» What the task asks: Scan the entries below. Report each line where the string "boat" occurs.

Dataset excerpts
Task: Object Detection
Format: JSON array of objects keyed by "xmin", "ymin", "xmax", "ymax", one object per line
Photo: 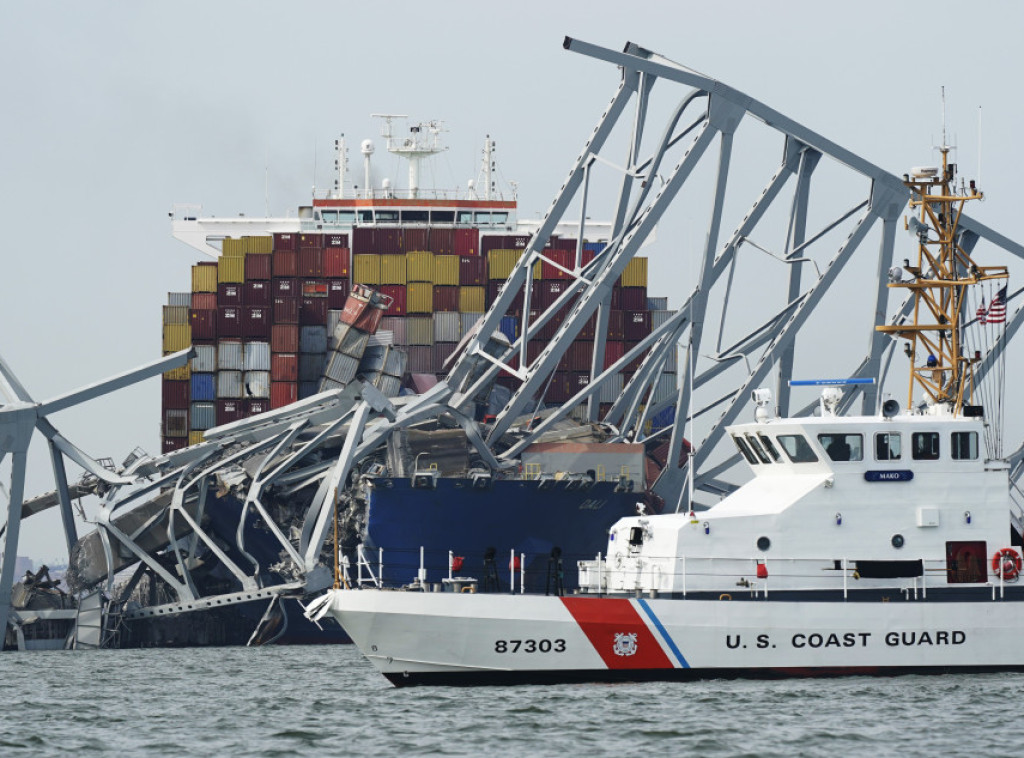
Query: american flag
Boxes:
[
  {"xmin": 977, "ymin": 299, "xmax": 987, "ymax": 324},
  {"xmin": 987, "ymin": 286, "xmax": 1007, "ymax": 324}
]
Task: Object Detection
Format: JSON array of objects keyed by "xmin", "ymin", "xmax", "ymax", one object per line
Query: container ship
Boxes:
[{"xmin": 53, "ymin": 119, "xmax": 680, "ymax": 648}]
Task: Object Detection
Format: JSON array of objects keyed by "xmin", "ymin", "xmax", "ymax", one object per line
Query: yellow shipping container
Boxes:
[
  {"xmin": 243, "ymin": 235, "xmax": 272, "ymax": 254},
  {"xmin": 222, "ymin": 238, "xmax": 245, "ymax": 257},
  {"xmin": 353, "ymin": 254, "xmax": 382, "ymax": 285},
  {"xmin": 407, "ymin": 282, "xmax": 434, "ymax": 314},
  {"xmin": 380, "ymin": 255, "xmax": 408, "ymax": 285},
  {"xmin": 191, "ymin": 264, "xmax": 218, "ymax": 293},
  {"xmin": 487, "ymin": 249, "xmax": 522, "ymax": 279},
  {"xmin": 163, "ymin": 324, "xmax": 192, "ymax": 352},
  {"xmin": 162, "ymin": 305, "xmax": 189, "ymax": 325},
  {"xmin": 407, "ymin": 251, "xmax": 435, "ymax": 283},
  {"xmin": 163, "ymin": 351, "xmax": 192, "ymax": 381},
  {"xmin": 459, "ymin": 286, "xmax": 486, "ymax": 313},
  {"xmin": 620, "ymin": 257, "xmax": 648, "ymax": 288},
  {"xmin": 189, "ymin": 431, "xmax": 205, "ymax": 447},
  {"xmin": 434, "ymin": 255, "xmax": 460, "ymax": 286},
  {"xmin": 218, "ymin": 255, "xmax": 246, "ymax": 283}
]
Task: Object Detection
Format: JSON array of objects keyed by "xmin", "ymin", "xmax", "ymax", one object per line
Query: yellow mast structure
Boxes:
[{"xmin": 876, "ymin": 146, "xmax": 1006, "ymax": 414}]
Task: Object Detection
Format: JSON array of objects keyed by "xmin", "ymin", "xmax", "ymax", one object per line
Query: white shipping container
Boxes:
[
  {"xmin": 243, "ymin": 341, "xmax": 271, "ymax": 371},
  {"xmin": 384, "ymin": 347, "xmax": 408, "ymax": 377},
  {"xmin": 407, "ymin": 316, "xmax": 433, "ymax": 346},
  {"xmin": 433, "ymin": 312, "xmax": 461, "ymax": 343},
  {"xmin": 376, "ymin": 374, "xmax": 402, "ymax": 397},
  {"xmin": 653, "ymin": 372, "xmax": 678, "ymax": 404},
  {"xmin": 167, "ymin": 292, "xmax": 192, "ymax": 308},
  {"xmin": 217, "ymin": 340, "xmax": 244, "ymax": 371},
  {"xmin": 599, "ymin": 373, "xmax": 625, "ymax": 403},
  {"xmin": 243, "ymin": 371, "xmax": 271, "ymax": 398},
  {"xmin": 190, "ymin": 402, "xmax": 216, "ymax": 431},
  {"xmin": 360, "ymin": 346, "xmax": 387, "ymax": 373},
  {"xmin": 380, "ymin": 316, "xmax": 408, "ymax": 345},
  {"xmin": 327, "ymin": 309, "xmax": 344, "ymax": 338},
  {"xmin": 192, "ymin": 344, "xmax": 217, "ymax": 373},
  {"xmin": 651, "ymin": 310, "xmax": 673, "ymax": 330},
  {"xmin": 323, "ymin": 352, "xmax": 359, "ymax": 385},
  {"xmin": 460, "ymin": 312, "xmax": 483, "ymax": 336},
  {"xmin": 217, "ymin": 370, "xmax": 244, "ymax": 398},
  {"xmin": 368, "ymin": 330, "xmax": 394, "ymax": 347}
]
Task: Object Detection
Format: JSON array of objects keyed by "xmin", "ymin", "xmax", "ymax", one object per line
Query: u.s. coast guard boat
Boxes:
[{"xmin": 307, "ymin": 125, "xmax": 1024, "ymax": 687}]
--
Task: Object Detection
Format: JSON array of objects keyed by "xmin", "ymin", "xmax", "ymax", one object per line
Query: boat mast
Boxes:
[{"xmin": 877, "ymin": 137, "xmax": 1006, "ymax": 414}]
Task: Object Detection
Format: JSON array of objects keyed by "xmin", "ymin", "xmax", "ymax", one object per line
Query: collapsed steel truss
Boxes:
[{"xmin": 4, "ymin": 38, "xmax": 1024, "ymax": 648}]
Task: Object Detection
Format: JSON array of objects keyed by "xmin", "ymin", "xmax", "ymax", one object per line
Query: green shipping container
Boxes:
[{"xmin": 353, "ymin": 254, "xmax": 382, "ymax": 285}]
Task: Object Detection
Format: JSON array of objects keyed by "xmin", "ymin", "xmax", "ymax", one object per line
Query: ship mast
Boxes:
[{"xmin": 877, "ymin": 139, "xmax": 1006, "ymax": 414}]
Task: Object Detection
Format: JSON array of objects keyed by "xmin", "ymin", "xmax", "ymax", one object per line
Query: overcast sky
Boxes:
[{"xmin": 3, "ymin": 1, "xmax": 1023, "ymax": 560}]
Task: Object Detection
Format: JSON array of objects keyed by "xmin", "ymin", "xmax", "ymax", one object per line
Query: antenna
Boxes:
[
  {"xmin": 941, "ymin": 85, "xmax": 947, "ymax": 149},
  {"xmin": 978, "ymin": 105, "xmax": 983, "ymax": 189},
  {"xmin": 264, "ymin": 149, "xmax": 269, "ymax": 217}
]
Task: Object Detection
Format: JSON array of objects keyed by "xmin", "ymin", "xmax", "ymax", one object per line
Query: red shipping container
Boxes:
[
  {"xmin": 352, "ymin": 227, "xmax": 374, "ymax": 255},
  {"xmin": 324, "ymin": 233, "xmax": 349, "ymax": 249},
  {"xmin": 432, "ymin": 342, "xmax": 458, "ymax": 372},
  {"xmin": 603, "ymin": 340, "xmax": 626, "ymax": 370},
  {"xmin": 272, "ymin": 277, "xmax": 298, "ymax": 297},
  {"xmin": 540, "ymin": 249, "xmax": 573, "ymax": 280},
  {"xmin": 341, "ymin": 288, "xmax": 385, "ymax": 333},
...
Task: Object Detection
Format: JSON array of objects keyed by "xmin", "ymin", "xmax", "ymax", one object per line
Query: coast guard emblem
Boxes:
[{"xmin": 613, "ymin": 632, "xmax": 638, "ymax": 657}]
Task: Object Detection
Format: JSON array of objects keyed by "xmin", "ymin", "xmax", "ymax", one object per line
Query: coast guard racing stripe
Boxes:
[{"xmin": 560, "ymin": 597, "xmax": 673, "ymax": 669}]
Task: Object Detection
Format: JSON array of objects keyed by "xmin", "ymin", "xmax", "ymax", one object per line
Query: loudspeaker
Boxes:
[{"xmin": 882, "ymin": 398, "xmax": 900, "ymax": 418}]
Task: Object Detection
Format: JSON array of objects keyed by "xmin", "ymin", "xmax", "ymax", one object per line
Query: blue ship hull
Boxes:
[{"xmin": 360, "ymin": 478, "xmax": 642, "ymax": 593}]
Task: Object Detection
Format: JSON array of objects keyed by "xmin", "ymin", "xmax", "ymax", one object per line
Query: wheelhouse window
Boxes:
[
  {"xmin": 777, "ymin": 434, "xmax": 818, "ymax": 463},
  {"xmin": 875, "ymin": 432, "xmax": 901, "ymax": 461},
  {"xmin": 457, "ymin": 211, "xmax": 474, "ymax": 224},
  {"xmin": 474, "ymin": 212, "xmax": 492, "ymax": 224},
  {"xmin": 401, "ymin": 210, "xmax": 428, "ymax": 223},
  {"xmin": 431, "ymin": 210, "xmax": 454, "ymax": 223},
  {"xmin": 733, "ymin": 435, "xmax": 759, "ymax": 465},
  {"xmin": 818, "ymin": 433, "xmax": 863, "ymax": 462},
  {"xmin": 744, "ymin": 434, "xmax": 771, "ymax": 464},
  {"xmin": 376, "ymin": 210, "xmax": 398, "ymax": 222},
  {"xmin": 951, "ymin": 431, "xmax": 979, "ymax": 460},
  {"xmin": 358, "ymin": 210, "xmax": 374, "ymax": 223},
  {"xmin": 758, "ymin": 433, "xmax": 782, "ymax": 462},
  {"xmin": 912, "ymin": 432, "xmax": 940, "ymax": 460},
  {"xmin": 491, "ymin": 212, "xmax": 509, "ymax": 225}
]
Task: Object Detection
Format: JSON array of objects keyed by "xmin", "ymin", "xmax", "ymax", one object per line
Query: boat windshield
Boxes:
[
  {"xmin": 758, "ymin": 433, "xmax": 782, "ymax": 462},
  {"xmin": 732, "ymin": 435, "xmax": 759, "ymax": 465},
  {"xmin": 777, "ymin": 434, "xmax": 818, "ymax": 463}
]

» Response to the exercise:
Query: u.s. coast guard boat
Query: boat mast
Query: boat windshield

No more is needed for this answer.